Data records
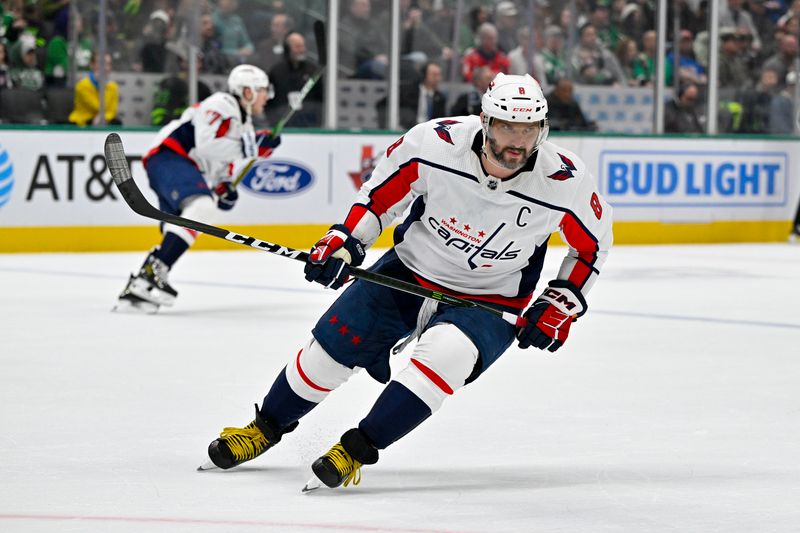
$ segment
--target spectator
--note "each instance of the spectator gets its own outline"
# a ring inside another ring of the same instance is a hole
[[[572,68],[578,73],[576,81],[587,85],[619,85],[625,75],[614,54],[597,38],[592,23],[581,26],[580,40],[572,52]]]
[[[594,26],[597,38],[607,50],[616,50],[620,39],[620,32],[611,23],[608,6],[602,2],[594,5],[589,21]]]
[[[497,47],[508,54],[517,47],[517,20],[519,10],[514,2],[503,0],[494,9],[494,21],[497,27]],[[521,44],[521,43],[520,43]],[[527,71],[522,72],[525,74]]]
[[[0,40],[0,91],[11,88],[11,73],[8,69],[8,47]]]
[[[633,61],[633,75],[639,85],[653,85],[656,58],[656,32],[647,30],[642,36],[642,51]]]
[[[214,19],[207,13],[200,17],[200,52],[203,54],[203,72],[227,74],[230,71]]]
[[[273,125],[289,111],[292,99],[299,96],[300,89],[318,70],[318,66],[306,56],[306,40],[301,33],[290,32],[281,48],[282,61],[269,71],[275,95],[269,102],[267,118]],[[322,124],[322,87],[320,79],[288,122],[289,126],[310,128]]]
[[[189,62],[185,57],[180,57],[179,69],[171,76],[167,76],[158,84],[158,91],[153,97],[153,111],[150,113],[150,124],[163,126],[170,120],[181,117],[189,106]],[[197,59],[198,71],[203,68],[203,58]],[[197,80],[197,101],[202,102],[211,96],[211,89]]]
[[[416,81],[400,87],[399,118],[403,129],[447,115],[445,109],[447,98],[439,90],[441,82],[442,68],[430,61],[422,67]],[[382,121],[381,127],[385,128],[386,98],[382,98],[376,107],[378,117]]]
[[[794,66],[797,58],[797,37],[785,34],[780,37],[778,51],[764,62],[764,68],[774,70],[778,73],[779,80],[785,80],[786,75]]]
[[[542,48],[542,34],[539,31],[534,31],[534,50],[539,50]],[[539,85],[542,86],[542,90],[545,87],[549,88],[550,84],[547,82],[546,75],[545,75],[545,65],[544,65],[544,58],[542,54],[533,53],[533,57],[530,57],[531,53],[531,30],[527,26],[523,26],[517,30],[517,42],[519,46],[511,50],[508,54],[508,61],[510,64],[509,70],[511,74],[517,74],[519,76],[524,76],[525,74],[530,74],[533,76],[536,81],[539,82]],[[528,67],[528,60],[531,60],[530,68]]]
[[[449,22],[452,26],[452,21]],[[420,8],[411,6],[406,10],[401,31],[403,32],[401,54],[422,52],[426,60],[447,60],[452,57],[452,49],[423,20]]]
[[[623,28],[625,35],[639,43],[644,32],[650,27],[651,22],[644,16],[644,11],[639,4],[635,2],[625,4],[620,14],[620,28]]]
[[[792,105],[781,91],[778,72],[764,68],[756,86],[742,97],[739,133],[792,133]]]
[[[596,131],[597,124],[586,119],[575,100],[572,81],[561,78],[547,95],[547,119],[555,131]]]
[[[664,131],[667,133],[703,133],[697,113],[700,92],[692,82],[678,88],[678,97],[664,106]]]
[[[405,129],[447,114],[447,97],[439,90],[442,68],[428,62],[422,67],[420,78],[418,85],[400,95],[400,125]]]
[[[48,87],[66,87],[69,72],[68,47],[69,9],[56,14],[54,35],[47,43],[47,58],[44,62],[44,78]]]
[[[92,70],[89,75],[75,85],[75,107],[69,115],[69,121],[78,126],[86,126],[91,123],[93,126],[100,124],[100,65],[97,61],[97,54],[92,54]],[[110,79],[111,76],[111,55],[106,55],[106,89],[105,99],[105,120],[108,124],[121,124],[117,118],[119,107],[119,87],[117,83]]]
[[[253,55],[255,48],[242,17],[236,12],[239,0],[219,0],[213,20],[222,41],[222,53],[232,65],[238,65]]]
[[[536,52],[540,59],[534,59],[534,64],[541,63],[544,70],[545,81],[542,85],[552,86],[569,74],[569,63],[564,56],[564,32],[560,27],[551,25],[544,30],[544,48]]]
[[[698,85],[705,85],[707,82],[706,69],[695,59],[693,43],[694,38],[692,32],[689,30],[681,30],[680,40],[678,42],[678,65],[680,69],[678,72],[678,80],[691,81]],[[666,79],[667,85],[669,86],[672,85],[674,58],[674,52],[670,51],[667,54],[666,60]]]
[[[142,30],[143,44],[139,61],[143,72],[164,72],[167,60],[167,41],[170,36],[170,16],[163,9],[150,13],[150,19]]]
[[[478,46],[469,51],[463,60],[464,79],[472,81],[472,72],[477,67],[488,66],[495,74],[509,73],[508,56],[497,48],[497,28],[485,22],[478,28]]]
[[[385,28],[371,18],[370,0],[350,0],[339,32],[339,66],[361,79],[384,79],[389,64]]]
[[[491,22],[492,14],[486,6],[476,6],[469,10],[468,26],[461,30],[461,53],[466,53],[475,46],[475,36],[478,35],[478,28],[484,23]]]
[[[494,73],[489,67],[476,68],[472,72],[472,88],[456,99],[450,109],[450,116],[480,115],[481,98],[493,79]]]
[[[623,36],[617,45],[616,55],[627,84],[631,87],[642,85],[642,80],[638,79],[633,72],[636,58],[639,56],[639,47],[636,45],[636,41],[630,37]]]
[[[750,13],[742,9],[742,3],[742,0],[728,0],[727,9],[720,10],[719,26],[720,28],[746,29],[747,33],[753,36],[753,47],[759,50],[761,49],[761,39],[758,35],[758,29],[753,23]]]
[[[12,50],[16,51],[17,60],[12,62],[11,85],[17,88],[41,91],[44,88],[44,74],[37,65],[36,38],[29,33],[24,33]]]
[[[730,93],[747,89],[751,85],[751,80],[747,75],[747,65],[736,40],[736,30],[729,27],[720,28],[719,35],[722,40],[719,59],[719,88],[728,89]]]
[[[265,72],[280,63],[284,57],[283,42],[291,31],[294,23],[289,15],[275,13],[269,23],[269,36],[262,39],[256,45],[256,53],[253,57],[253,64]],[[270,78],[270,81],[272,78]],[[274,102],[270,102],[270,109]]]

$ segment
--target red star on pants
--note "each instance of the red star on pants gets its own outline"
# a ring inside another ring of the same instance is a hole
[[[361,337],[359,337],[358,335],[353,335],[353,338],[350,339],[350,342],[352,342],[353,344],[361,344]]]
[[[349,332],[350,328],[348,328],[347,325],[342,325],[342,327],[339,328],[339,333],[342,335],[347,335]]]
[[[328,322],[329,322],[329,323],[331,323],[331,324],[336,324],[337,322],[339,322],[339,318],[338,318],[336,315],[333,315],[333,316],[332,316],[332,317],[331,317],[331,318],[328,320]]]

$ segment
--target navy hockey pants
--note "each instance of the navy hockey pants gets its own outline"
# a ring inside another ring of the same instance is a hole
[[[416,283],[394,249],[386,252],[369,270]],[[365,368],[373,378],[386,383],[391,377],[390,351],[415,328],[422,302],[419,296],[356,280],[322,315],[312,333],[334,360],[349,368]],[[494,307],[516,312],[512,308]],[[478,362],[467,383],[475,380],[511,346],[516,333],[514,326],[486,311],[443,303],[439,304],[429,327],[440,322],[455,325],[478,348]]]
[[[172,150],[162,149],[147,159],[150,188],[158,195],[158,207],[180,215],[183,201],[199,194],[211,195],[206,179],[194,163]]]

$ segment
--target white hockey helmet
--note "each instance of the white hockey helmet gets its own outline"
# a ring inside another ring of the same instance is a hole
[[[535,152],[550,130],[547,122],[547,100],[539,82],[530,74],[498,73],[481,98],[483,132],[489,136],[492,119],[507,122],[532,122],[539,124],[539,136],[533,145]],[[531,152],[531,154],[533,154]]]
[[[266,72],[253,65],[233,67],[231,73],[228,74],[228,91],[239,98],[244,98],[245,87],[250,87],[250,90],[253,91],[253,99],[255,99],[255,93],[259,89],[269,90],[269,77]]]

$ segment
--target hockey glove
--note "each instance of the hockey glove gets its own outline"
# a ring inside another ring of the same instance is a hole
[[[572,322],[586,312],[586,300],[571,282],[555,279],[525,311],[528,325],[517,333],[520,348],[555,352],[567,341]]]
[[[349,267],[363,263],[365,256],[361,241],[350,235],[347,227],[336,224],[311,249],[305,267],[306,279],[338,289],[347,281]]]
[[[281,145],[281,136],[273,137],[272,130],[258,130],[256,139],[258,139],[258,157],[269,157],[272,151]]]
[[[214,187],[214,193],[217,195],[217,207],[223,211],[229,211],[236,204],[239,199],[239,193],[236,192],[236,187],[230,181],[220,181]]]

**Required action**:
Copy only the part of the records that runs from the first line to the line with "of the spectator", ends included, leaving pictures out.

**Worked solution**:
$ segment
--target spectator
--note "each instance of the spectator gets its own outline"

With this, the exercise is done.